• _Task requirements_: Could you reproduce, word for word, the whole forum thread on handling reusable Flyte tasks?

• _Page_:
Hi community! What is the better way to handle reu...
# flyte-support
h
Hi community! What is the better way to handle reusable tasks? Background: We recently meet the issue of registering multiple workflows (they share several tasks) from one git hash and fail to run all of them except the first workflow get registered. 1. We use flytectl register --continueOnError 2. We use {branch_name} + {git_hash} as version 3. For example we register workflow 1 and get the workflow. When register the workflow 2, it will fail at the task level pb since the task name and version appears before.
Copy code
log: /tmp/_pb_output/132_src.python.flyte.radar_ml.model_workflows.lpm.main.run_experiment_pipeline_1.pb                  | Failed  | Error registering file due to rpc error: code =                                                    |
|                                                                                                                      |         | InvalidArgument desc = task with different structure                                               |
|                                                                                                                      |         | already exists with id resource_type:TASK                                                          |
|                                                                                                                      |         | project:"radar-ml" domain:"adhoc"                                                                  |
|                                                                                                                      |         | name:"src.python.flyte.radar_ml.model_workflows.lpm.main.run_experiment_pipeline"                  |
|                                                                                                                      |         | version:"multi-workflows-e3660b201e6d"

• _Data extract_:

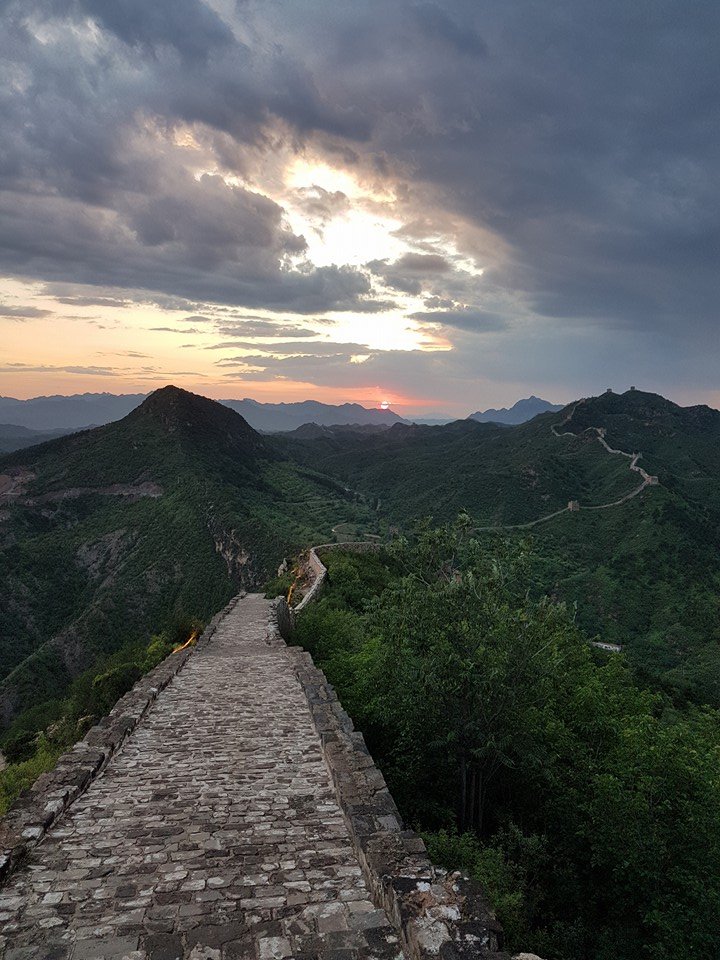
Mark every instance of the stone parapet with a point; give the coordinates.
(437, 914)
(318, 572)
(33, 814)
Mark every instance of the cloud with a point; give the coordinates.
(23, 313)
(549, 144)
(464, 318)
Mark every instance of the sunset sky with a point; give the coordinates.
(439, 205)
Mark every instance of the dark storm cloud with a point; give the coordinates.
(582, 136)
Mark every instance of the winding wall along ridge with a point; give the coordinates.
(573, 505)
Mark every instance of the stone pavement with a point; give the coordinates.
(214, 834)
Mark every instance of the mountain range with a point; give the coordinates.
(520, 412)
(108, 533)
(59, 413)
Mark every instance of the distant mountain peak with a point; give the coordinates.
(520, 412)
(179, 411)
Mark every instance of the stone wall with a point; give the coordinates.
(32, 815)
(318, 571)
(437, 914)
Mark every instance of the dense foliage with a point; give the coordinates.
(120, 529)
(36, 738)
(589, 806)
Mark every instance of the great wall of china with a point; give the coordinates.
(226, 809)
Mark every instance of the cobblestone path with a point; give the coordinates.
(213, 834)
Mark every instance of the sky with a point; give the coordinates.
(441, 206)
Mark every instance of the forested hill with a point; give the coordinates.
(644, 573)
(109, 534)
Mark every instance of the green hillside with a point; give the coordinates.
(644, 573)
(108, 534)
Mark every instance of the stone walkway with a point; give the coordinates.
(213, 835)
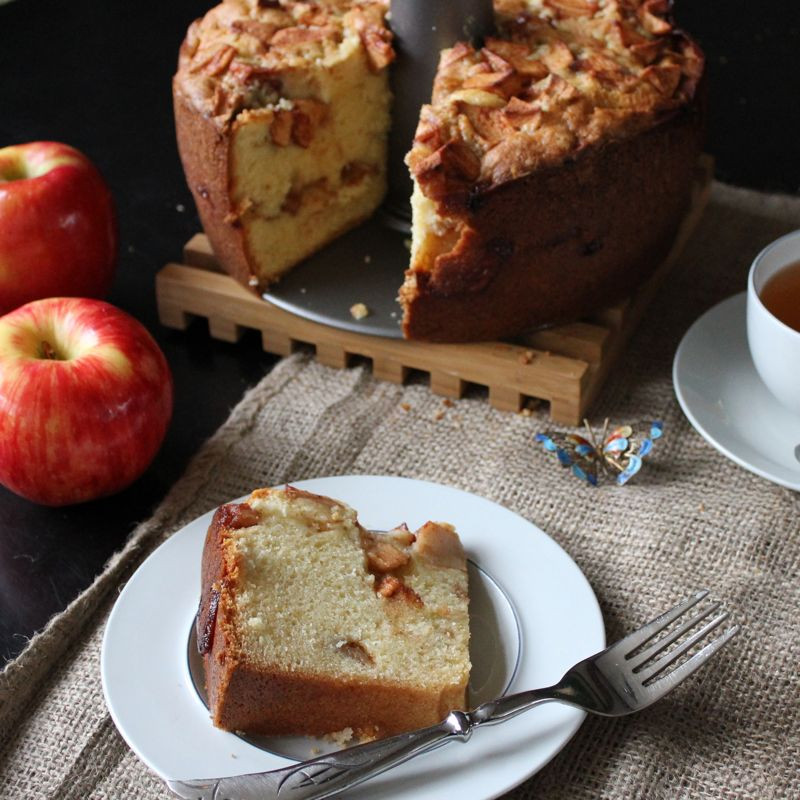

• _Answer to the problem_:
Hi community! What is the better way to handle reu...
# flyte-support
h
Hi community! What is the better way to handle reusable tasks? Background: We recently meet the issue of registering multiple workflows (they share several tasks) from one git hash and fail to run all of them except the first workflow get registered. 1. We use flytectl register --continueOnError 2. We use {branch_name} + {git_hash} as version 3. For example we register workflow 1 and get the workflow. When register the workflow 2, it will fail at the task level pb since the task name and version appears before.
Copy code
log: /tmp/_pb_output/132_src.python.flyte.radar_ml.model_workflows.lpm.main.run_experiment_pipeline_1.pb                  | Failed  | Error registering file due to rpc error: code =                                                    |
|                                                                                                                      |         | InvalidArgument desc = task with different structure                                               |
|                                                                                                                      |         | already exists with id resource_type:TASK                                                          |
|                                                                                                                      |         | project:"radar-ml" domain:"adhoc"                                                                  |
|                                                                                                                      |         | name:"src.python.flyte.radar_ml.model_workflows.lpm.main.run_experiment_pipeline"                  |
|                                                                                                                      |         | version:"multi-workflows-e3660b201e6d"